_Aim of the task_:
Quote the entries that follow exactly, leaving none out.

_The data_:
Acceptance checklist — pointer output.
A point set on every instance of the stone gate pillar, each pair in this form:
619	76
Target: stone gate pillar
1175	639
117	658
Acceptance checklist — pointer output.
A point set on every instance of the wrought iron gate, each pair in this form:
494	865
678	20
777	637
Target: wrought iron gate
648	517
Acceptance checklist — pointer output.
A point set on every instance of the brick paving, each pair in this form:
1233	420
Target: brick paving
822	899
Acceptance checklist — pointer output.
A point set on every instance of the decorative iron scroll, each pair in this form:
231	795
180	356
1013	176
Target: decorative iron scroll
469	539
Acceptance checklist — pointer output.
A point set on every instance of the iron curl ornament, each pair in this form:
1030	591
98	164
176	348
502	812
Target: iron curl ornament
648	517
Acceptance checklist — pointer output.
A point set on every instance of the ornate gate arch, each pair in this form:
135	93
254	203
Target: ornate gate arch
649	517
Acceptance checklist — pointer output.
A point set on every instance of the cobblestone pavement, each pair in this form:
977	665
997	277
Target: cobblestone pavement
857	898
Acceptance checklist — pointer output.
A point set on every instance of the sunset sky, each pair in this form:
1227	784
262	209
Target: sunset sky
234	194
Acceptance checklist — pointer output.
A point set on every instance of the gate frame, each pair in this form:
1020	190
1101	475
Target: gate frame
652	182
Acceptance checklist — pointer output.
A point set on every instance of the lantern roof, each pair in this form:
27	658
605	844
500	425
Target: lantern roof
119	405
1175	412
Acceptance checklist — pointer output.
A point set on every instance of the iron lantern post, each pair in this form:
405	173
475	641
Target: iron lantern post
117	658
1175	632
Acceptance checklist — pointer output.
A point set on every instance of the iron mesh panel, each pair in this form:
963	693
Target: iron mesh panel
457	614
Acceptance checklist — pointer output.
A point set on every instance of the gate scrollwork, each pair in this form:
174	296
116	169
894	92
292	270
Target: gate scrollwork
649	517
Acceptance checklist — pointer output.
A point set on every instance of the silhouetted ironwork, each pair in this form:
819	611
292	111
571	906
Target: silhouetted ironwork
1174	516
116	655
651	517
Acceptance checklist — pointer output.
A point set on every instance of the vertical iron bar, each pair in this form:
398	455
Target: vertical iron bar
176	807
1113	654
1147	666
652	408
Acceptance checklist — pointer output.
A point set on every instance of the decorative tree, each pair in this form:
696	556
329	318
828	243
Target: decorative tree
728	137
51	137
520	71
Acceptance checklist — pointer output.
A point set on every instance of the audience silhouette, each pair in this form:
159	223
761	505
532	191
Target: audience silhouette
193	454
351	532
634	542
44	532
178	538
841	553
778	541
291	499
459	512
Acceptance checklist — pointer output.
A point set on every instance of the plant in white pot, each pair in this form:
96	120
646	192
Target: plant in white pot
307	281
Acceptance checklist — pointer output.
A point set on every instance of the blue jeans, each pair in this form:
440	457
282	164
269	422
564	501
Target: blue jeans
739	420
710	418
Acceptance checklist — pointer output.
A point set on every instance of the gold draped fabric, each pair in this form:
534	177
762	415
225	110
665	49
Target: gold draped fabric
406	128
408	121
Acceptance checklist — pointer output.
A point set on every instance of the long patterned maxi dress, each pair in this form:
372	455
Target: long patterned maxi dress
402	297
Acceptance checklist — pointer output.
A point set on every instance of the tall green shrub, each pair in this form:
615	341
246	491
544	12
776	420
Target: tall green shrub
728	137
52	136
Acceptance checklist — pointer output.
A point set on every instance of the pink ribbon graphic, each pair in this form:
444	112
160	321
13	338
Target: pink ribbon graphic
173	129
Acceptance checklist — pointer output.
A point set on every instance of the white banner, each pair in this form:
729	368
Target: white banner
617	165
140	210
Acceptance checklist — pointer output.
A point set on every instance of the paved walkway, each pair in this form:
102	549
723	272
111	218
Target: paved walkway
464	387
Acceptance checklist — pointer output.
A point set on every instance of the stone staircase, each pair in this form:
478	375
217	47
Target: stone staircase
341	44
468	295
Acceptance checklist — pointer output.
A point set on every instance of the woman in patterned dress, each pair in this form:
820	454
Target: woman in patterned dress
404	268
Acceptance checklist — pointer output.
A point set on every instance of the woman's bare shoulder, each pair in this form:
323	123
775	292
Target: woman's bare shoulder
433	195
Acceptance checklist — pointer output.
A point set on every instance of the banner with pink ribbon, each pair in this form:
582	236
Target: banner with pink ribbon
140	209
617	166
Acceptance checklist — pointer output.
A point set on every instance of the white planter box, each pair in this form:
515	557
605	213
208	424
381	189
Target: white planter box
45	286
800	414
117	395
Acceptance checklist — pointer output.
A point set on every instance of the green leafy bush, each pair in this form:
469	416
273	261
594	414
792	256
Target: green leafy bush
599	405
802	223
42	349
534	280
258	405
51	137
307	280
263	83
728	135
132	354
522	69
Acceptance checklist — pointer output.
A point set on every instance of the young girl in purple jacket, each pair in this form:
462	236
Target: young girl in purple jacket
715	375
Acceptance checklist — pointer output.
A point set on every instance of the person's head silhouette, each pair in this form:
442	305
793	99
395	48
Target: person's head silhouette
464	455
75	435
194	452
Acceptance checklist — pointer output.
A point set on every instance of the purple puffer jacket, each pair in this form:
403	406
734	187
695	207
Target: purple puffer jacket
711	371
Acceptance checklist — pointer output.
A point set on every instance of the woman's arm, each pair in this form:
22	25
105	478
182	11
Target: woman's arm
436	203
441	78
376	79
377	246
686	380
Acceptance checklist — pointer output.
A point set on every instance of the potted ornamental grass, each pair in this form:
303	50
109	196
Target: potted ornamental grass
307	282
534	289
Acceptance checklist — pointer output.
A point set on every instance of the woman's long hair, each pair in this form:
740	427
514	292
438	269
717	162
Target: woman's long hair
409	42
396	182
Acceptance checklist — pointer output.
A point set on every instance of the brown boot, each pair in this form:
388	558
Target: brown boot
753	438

_Answer section_:
Acceptance checklist — pointer output.
A point set on every instance of the stone gate pillar, each pair in this form:
619	76
Target: stone gate pillar
1175	639
117	658
Acceptance checklist — pointer output.
A point set on every instance of the wrought iron gate, each pair in this form:
494	865
678	20
777	637
Target: wrought iron gate
648	517
Acceptance checklist — pointer output.
A point set on every instance of the brick paving, each pair in this form:
1233	420
Target: brick paving
822	899
Acceptance checklist — pointer output.
A point set on every instance of the decorative iron scroll, each pair in this form:
231	795
180	356
1013	176
Target: decorative iron scroll
469	539
Acceptance checklist — pointer output.
A point set on every instance of the iron curl ornament, each pair in this form:
1030	591
98	164
176	348
502	812
Target: iron curl ornament
648	517
Acceptance checklist — pointer output.
A point set on every instance of the ornate gate arch, each pair in this form:
135	93
254	203
Target: ornate gate arch
649	517
Acceptance checklist — pointer output.
A point set on every instance of the cobblestone pavement, each pair in this form:
977	665
997	277
Target: cobblestone pavement
857	898
Acceptance checklist — pointer output.
A point set on every instance of the sunset sky, each pair in this form:
1227	784
262	209
Target: sunset sky
234	194
Acceptance checklist — pointer output.
A point set on every instance of the gate frame, each pair in this form:
1020	190
1101	475
Target: gate frame
652	182
Acceptance checklist — pointer output.
A point set on every instance of the lantern roof, each pair in this form:
27	658
605	844
500	425
Target: lantern roof
119	405
1175	412
Acceptance checklist — pointer output.
A point set on every instance of the iron lantern post, each pair in this form:
405	173
475	641
Target: iron lantern post
117	658
1175	632
Acceptance checklist — pointer output.
A point set on every instance of the iron mesh panel, each pair in this form:
963	693
Target: iron mesh panel
457	614
Acceptance checklist — pointer output.
A point set on every instance of the gate scrollwork, each pair in this form:
174	296
116	169
894	92
292	270
Target: gate scrollwork
649	517
Acceptance checklist — pointer output.
A point set on every instance of the silhouetted ironwork, each pair in this form:
819	611
292	111
571	906
Target: silhouetted ironwork
1174	516
116	655
651	517
Acceptance checklist — pointer output.
A point set on every instance of the vertical iron bar, each pair in this form:
398	455
Target: vertical iron bar
176	807
1113	654
1147	666
652	408
Acceptance checklist — pointer output.
A point set on every instance of the decorative tree, each pair in this form:
696	556
329	318
828	243
Target: decorative tree
728	137
51	137
520	71
Acceptance checklist — pointer output.
A point set on every instance of the audience silhouette, each pair in this form:
159	223
761	505
532	191
Target: audience silhouette
193	454
351	532
634	542
44	532
178	538
841	553
778	541
291	499
459	512
Acceptance checklist — pointer output.
A point set on every instance of the plant in white pot, each pair in this form:
96	120
646	192
Target: plant in white pot
307	281
Acceptance checklist — pointer output.
A point set on every instance of the blue jeans, each pair in this form:
440	457
282	164
269	422
564	501
Target: blue jeans
739	420
710	418
Acceptance checklist — pointer output.
A point set on every instance of the gold draped fabric, each pair in this form:
534	177
762	415
225	110
665	49
Target: gold draped fabric
406	128
408	121
Acceptance checklist — pointer output.
A point set on every instance of the long patterned maxi dress, each pair in this form:
372	455
Target: long patterned maxi dress
402	297
Acceptance checklist — pointer output.
A point set on every instance of the tall green shrub, each pair in this form:
615	341
246	491
544	12
776	420
Target: tall green shrub
728	137
52	136
Acceptance checklist — pointer output.
A point set on every instance of the pink ribbon graphic, each pair in this form:
444	112
160	321
13	338
Target: pink ribbon graphic
173	129
Acceptance checklist — pointer output.
A point set on every instance of the white banner, each pair in this form:
729	368
Target: white banner
617	165
140	210
Acceptance checklist — pointer output.
A point set on every instance of the paved walkway, each pair in this form:
102	549
723	272
111	218
Target: paved walkway
464	387
Acceptance checklist — pointer output.
A point set on every instance of the stone staircase, each pair in this form:
478	375
217	47
Target: stone staircase
341	44
468	295
Acceptance checklist — pointer output.
A point set on every instance of the woman in patterned dress, each pair in this form:
820	454
Target: woman in patterned dress
404	268
Acceptance checklist — pointer output.
A point set on every instance of the woman's bare shoulder, each pair in this form:
323	123
775	292
Target: woman's bare shoulder
433	195
Acceptance checklist — pointer output.
A point set on every instance of the banner with pink ribbon, each pair in this form:
582	236
Target: banner with pink ribbon
140	209
617	166
Acceptance checklist — pointer output.
A point set on every instance of the white planter box, each pair in this form:
515	557
605	213
208	424
381	189
Target: white planter box
45	286
800	414
117	395
Acceptance checklist — pointer output.
A point set on every instance of the green leafy bush, each pair in this form:
469	416
273	261
594	414
792	256
Target: green leafy bush
599	405
802	223
42	349
534	280
258	405
51	137
307	280
263	83
728	135
132	354
522	69
Acceptance checklist — pointer output.
A point set on every instance of the young girl in purple jacket, each pair in this form:
462	236
Target: young girl in purple jacket
715	375
Acceptance checklist — pointer output.
A point set on every instance of the person's head silhouette, each pair in this form:
442	305
793	99
395	48
Target: person's head silhouette
464	455
75	435
194	452
Acceptance checklist — pointer output.
A point set on every instance of the purple puffer jacket, each pair in this form:
403	406
734	187
695	207
Target: purple puffer jacket
711	371
Acceptance checklist — pointer output.
A point set on every instance of the woman's arm, each pair in this form:
22	25
105	478
182	11
Target: woman's arm
436	203
441	78
376	79
377	246
686	380
Acceptance checklist — pointer output.
A point set on every instance of the potted ornamental grass, each pair in this form:
303	50
109	196
Target: potted ornamental grass
307	282
534	289
Acceptance checklist — pointer output.
A point set on every instance of the woman's long hair, each pair in this form:
740	427
514	292
438	269
717	162
Target: woman's long hair
409	42
396	182
Acceptance checklist — pointer output.
A point set on every instance of the brown boot, each pair in this form:
388	558
Target: brown boot
753	438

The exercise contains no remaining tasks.